-------- Text provided

Picking honor books is one of the mysterious parts of the whole book committee experience. On the Caldecott committee, the manual is strangely quiet on the question of honor books.
After the winner is (finally, sometimes) chosen, “The committee then addresses the question of whether to name honor books. The committee may name as many or as few as it chooses, or none, keeping in mind that the books should be truly distinguished, not merely general contenders. Honor books may only be chosen from among those that appeared on the final medal-winning ballot. When honor books are announced to the public, they are announced in alphabetical order, by author, so as to accord equal honor to all books.”
So, there you are in your little committee room, bathing in the happiness that you and your new best friends have chosen THE winner. You take a little break, pour a cup of tea and your chair takes a breath. “Now we will decide on honor books.”

----------------
-------- Recorded information

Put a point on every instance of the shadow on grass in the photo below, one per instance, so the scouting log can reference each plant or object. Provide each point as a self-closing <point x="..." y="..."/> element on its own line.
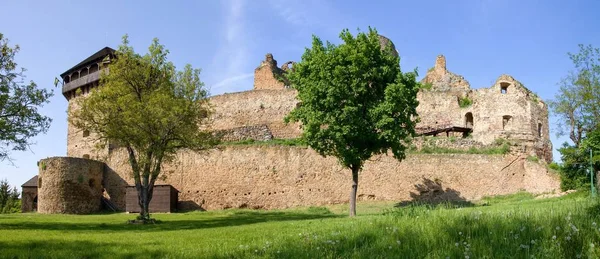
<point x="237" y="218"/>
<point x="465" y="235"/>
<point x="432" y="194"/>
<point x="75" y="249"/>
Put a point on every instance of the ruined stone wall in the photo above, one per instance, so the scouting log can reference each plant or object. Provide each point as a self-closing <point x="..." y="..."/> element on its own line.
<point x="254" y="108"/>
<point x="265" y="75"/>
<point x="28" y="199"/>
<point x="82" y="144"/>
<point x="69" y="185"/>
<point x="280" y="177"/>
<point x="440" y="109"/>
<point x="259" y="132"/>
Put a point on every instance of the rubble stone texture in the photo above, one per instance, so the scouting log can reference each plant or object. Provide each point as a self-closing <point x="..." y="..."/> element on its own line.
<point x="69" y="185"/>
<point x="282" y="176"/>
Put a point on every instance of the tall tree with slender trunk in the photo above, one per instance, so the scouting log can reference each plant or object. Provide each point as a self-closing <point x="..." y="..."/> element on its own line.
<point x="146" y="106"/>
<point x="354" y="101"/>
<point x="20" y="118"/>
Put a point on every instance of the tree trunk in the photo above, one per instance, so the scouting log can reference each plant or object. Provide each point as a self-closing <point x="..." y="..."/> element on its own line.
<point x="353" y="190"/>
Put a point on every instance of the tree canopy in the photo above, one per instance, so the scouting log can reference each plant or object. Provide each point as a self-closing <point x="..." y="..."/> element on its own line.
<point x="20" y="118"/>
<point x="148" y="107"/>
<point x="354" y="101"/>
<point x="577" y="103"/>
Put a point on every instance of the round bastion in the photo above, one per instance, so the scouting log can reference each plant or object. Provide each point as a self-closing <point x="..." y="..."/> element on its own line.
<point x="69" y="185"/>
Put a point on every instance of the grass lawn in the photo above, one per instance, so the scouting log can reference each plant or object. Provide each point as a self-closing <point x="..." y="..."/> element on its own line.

----------------

**Work instructions**
(A) Answer these questions using the text on choosing honor books:
(i) Which committee's manual does the text describe as strangely quiet on honor books?
(ii) From which books may honor books be chosen?
(iii) In what order are honor books announced to the public?
(B) Return, word for word, the portion of the text on choosing honor books from "Picking honor books" to "of honor books.".

**Problem solutions**
(A)
(i) The Caldecott committee's manual.
(ii) Only from among those that appeared on the final medal-winning ballot.
(iii) In alphabetical order, by author.

(B)
Picking honor books is one of the mysterious parts of the whole book committee experience. On the Caldecott committee, the manual is strangely quiet on the question of honor books.